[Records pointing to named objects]
------------------------
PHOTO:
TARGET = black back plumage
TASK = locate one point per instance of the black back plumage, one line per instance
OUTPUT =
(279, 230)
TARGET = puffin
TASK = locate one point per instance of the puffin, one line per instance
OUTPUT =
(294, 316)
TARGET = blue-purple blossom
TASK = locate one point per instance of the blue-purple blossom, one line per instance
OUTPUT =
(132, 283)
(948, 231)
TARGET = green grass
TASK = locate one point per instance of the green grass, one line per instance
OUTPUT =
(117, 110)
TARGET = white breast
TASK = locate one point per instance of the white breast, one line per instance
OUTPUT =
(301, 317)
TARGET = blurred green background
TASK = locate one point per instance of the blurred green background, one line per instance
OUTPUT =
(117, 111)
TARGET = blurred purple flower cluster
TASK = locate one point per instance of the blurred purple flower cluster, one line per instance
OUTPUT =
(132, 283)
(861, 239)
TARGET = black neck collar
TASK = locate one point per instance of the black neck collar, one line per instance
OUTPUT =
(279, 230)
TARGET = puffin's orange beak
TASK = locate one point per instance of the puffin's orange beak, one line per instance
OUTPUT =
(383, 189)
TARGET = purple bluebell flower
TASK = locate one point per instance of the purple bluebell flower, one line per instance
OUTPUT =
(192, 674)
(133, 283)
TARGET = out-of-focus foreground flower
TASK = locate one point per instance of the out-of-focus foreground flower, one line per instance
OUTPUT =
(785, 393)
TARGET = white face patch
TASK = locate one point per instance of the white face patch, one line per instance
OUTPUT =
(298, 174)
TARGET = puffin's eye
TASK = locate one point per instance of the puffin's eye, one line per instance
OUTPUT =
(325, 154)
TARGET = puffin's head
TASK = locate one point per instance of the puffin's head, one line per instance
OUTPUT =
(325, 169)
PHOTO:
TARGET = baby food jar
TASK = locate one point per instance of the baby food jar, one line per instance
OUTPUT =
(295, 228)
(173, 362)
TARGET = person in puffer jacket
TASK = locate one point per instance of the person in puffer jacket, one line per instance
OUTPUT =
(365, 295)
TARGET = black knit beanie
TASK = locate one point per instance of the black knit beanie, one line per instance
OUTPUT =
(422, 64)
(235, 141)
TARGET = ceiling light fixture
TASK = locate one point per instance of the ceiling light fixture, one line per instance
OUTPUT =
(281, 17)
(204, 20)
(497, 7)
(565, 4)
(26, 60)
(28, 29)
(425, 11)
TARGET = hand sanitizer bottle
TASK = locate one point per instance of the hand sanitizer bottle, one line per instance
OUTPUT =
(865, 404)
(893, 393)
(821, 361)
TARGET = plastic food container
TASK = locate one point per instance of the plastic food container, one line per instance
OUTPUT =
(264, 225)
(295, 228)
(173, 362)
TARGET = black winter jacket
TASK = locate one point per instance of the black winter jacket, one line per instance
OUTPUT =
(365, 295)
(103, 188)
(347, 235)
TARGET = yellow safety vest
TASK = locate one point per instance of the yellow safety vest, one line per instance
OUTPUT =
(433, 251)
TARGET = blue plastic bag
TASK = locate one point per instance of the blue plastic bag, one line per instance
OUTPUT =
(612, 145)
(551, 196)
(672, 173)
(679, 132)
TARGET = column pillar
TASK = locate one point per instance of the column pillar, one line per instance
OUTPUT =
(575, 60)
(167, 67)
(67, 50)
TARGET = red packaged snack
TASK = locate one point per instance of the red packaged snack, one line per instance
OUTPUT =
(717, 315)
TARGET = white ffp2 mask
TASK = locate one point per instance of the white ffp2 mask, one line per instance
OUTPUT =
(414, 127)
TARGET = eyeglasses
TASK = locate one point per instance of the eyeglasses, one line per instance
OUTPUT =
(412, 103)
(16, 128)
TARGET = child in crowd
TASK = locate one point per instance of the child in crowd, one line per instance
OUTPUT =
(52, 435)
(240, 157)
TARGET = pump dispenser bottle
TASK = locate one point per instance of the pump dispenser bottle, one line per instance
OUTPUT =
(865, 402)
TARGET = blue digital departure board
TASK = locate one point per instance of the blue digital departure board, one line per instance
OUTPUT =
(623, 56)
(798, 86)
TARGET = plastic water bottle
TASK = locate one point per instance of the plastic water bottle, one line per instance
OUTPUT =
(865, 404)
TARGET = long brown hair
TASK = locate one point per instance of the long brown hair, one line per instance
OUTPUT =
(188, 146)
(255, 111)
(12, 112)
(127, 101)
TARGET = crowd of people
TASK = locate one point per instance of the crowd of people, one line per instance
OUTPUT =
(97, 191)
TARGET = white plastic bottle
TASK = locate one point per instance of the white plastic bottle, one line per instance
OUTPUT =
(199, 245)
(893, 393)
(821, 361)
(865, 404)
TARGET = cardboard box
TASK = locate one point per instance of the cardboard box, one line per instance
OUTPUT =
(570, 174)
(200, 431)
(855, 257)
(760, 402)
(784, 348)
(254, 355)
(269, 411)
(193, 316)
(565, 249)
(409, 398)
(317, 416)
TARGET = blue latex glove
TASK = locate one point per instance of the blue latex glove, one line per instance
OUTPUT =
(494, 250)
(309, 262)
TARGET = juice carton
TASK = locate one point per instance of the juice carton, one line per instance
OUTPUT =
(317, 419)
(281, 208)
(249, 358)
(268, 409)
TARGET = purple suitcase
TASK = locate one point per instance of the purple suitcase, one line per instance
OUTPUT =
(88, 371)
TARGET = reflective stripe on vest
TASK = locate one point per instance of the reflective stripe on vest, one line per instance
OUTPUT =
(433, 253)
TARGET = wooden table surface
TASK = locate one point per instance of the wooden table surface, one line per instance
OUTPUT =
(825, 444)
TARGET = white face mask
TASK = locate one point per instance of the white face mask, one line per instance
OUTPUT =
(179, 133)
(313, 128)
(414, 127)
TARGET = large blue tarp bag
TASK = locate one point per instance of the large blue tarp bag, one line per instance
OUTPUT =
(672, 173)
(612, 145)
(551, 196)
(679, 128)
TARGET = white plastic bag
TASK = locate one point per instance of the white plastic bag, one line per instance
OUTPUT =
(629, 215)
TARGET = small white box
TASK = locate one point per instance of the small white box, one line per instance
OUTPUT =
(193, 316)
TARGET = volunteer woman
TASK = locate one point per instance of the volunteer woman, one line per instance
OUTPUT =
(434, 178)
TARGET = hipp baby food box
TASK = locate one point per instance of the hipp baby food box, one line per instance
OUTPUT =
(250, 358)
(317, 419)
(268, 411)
------------------------
• Your objective
Rewrite the records with every "one line per instance" changed to "each on a separate line", leaving everything else as it is.

• Solution to this task
PHOTO:
TARGET = black back plumage
TASK = locate one point per instance of the black back plumage, each on a separate line
OUTPUT =
(279, 230)
TARGET = puffin
TASK = locate one point per instance of the puffin, each on a separate line
OUTPUT =
(294, 316)
TARGET = blue-purple blossom
TASK = locate one point per instance of the blue-purple blossom, each on a separate line
OUTPUT =
(132, 283)
(948, 231)
TARGET = green grass
TASK = locate one point per instance of the green grass, each on a separate line
OUTPUT =
(117, 110)
TARGET = white breast
TASK = locate one point per instance of the white breast, each on a separate line
OUTPUT =
(301, 317)
TARGET = blurred green background
TASK = locate one point per instance of the blurred green background, each on a separate line
OUTPUT =
(117, 111)
TARGET = blurred purple flower cluster
TASK = locate one point per instance of the blurred purple flower cluster, each on a separate line
OUTPUT =
(132, 283)
(861, 239)
TARGET = black neck collar
TASK = locate one point per instance of the black neck collar, each on a separate line
OUTPUT =
(279, 230)
TARGET = puffin's orange beak
TASK = locate one point per instance of the puffin's orange beak, each on a separate line
OUTPUT =
(383, 189)
TARGET = purple bluebell flower
TASK = locate one point per instance of the purple bluebell flower, each on a separate line
OUTPUT =
(192, 674)
(133, 283)
TARGET = out-of-focus foreground flower
TASK = locate one point per instance of the out-of-focus foreground flower, each on a separate line
OUTPUT =
(785, 393)
TARGET = white face patch
TASK = locate one point per instance of the white face patch, each on a separate line
OUTPUT =
(298, 174)
TARGET = puffin's eye
TASK = locate one point per instance of the puffin's eye, each on a separate line
OUTPUT =
(325, 154)
TARGET = puffin's head
TASK = locate one point per instance of the puffin's head, each on a separate line
OUTPUT =
(325, 169)
PHOTO:
TARGET = baby food jar
TASK = locate one point per instance of the baby food jar, each on a separate line
OUTPUT =
(295, 228)
(173, 362)
TARGET = person in puffer jacket
TASK = locate one point per instance of the person in puffer jacket, each on a separate line
OUTPUT =
(365, 295)
TARGET = black knit beanie
TASK = locate one point per instance of the black knit beanie, each on a separate line
OUTPUT =
(422, 64)
(235, 141)
TARGET = ceiling light fixture
TASK = locate one point per instance of the ceiling light fixture, each on a separate line
OUTPUT =
(281, 17)
(204, 20)
(497, 7)
(565, 4)
(26, 60)
(28, 29)
(425, 11)
TARGET = hand sanitizer bottle
TASK = locate one point per instance of the hand sanitizer bottle, each on a separate line
OUTPUT =
(865, 404)
(893, 393)
(821, 361)
TARGET = plastic food container
TASK = locate one point per instance of the plastic food container, each on a separate line
OUTPUT =
(264, 225)
(295, 228)
(173, 362)
TARGET = black winter jacket
TASK = locate one point per instance of the black winter jacket, each on a separate line
OUTPUT =
(365, 295)
(103, 188)
(347, 235)
TARGET = yellow safety vest
TASK = locate one point per instance of the yellow safety vest, each on a separate line
OUTPUT =
(433, 251)
TARGET = blue plastic bag
TASK = locate one point per instance of the blue plastic bag, each on a separate line
OUTPUT =
(612, 145)
(551, 196)
(672, 173)
(679, 132)
TARGET = column pillar
TASK = locate one point per instance of the column pillar, each on a separate line
OUTPUT =
(575, 60)
(167, 67)
(67, 50)
TARGET = red packaged snack
TASK = locate one point per instance of the red packaged snack, each on a separate line
OUTPUT =
(717, 315)
TARGET = white ffp2 mask
TASK = locate one point per instance of the white ffp2 mask, each on a separate line
OUTPUT =
(414, 127)
TARGET = eyeglasses
TASK = locate one point per instance of the eyeglasses, each on a separate line
OUTPUT =
(412, 103)
(16, 128)
TARGET = child in crowd
TASK = locate one point per instance of the child in crowd, each on a separate line
OUTPUT =
(52, 435)
(240, 157)
TARGET = pump dispenser bottle
TASK = locate one point per instance of the pump dispenser bottle, each on a separate line
OUTPUT =
(865, 402)
TARGET = blue digital departure board
TASK = locate one point per instance of the blue digital departure board, each on a separate line
OUTPUT =
(623, 56)
(798, 86)
TARGET = plastic water bottle
TASK = locate one point per instance of the plastic water bottle, each on a separate line
OUTPUT =
(865, 404)
TARGET = long brown hair
TASK = locate one point per instance of the long brown hair, each on a separate line
OUTPUT =
(188, 146)
(255, 111)
(12, 112)
(127, 101)
TARGET = crowd of people
TASK = locate one point per instance of the crowd of people, each on a separate line
OUTPUT =
(97, 191)
TARGET = white plastic bottle
TASK = locate one point per instance of the white plastic bottle, each on a separate line
OUTPUT =
(199, 245)
(893, 393)
(821, 361)
(865, 404)
TARGET = cardboard box
TASK = locate one point per instance of the cardboard box, each on a separate line
OUTPUT =
(570, 174)
(200, 431)
(855, 257)
(760, 402)
(784, 348)
(254, 355)
(269, 411)
(193, 316)
(565, 249)
(409, 398)
(317, 416)
TARGET = blue latex glove
TASK = locate one point per instance of the blue latex glove, each on a separate line
OUTPUT =
(494, 250)
(309, 262)
TARGET = juice carton
TASK = locate one point per instance of the juice carton, each on a separate line
OUTPUT =
(317, 419)
(281, 208)
(249, 358)
(268, 409)
TARGET = purple suitcase
TASK = locate one point per instance of the purple suitcase, each on a separate line
OUTPUT =
(88, 371)
TARGET = reflective stripe on vest
TASK = locate one point per instance of the reflective stripe on vest, each on a separate line
OUTPUT =
(433, 253)
TARGET = wooden table surface
TASK = locate one point per instance of the wooden table surface, each on a separate line
OUTPUT =
(825, 444)
TARGET = white face mask
TASK = locate one point per instance of the white face mask, each on a separate line
OUTPUT =
(179, 133)
(313, 128)
(414, 127)
TARGET = large blue tarp bag
TASK = locate one point per instance of the large blue tarp bag, each on a separate line
OUTPUT =
(672, 173)
(612, 145)
(551, 196)
(679, 128)
TARGET = white plastic bag
TASK = locate one point per instance of the white plastic bag, each on a separate line
OUTPUT =
(629, 215)
TARGET = small white box
TASK = locate one point per instance of the small white box, each on a separate line
OUTPUT =
(193, 316)
TARGET = volunteer woman
TASK = locate one point per instance of the volunteer woman, each on a separate line
OUTPUT =
(434, 178)
TARGET = hipp baby food box
TASK = locate one point per instance of the hipp baby food box, each on a separate line
OUTPUT =
(250, 358)
(317, 419)
(268, 411)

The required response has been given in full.